→ YOUR OBJECTIVE
Your output should be the lines from the one with "floor, one per animal or object that matches." through the end of the entries below, set down word for word and nothing else.

+===+

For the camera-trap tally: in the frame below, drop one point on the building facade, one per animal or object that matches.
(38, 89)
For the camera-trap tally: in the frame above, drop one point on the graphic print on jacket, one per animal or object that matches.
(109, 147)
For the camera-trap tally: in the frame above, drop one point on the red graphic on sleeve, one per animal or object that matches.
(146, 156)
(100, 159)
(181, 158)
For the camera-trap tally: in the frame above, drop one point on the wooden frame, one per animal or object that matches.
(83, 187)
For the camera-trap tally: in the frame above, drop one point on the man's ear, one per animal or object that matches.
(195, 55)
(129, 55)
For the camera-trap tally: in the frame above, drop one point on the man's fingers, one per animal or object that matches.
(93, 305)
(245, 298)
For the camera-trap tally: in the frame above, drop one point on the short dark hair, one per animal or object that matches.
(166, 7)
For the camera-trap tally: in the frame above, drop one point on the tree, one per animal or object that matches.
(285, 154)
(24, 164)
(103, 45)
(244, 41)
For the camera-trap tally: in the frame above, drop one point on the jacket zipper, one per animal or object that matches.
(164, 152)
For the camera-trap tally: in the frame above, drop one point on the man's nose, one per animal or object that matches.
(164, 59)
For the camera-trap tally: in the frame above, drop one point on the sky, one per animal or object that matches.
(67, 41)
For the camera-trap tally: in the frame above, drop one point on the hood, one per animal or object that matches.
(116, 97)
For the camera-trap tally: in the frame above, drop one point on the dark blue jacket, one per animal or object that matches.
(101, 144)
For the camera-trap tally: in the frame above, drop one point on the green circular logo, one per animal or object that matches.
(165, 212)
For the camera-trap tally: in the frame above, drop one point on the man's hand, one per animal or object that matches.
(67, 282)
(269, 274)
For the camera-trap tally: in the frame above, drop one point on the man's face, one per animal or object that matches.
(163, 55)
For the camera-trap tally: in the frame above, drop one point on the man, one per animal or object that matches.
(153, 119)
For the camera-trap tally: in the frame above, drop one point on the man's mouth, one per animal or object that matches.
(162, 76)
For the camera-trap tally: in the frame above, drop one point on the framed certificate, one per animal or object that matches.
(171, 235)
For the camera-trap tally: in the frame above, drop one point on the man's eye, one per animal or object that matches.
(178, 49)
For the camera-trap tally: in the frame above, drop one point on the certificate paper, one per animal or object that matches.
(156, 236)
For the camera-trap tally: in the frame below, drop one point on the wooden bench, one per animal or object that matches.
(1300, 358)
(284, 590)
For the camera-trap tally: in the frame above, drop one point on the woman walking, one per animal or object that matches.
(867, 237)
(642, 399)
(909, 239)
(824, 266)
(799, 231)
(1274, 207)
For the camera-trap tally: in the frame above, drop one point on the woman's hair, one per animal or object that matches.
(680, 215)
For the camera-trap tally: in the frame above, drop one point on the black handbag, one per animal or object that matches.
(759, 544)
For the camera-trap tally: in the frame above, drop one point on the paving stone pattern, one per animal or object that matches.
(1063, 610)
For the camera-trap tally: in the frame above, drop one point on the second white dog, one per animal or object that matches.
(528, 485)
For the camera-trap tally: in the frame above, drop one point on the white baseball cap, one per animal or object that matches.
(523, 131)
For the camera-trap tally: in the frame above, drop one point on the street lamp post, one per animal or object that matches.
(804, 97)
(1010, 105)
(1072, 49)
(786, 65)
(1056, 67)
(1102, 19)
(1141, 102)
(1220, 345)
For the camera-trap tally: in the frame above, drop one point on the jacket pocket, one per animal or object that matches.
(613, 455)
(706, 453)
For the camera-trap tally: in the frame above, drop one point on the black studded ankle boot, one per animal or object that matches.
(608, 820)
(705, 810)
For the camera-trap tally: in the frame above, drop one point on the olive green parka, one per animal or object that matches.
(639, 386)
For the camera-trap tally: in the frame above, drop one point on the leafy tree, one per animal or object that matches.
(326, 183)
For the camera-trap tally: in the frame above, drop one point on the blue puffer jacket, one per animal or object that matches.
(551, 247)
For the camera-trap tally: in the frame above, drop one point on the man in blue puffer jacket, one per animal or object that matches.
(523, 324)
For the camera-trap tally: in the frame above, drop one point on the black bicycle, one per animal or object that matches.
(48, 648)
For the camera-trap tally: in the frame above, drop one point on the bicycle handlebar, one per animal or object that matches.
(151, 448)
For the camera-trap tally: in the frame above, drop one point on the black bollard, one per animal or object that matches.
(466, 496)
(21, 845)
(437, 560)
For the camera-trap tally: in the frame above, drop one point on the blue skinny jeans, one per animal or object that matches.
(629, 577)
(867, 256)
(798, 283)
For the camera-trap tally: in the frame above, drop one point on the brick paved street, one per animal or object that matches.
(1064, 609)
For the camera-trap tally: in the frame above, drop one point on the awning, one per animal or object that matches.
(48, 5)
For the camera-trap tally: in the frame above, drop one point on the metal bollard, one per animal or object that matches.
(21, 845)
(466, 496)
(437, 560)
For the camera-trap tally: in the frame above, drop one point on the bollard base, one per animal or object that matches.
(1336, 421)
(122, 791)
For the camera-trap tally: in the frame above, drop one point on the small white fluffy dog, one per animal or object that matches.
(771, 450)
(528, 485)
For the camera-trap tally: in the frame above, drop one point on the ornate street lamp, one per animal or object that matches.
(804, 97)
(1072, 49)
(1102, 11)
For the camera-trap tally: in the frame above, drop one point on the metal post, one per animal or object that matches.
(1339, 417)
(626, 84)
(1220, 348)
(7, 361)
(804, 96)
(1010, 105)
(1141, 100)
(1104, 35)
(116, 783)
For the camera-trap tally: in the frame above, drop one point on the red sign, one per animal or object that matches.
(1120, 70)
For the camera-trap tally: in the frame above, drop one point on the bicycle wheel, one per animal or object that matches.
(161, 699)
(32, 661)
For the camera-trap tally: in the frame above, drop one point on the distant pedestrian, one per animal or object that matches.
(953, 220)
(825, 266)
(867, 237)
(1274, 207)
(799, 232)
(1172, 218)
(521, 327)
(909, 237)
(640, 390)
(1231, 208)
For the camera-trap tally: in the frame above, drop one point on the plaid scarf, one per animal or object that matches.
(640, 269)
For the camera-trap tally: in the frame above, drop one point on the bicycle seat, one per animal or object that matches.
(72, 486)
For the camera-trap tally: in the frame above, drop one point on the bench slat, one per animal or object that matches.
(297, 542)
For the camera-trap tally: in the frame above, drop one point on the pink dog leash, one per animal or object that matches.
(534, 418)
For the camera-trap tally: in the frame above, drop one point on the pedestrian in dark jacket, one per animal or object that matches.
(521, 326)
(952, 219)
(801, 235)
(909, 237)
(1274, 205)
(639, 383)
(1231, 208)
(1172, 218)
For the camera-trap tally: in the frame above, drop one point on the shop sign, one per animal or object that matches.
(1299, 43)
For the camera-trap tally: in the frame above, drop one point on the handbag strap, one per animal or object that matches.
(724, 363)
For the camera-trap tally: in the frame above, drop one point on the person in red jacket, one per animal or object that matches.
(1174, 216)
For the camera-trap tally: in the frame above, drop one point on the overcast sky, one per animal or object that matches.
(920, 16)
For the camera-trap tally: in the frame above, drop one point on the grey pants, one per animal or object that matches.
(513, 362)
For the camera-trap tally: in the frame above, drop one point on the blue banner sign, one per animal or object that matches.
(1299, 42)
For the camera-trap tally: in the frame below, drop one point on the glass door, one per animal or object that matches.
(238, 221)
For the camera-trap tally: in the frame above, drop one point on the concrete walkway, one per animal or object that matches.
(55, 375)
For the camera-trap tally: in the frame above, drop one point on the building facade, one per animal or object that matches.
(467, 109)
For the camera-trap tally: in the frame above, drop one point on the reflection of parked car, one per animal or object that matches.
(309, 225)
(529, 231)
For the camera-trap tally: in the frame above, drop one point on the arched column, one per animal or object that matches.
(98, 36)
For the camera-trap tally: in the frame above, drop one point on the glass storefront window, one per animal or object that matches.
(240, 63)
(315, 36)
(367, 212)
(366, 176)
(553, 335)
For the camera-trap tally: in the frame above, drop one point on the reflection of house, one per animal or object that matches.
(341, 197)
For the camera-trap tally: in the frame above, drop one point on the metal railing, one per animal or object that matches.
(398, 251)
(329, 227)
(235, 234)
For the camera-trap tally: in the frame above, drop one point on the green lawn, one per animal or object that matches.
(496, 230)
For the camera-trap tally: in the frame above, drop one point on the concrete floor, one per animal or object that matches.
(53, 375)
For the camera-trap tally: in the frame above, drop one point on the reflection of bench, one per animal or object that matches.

+===+

→ RESULT
For the camera-trap tally: in the frame above, drop one point on the concrete floor, one per animal or object that matches.
(53, 375)
For the camera-trap tally: in the frame above, drop one point on the reflection of bench, one per animal or object that matches.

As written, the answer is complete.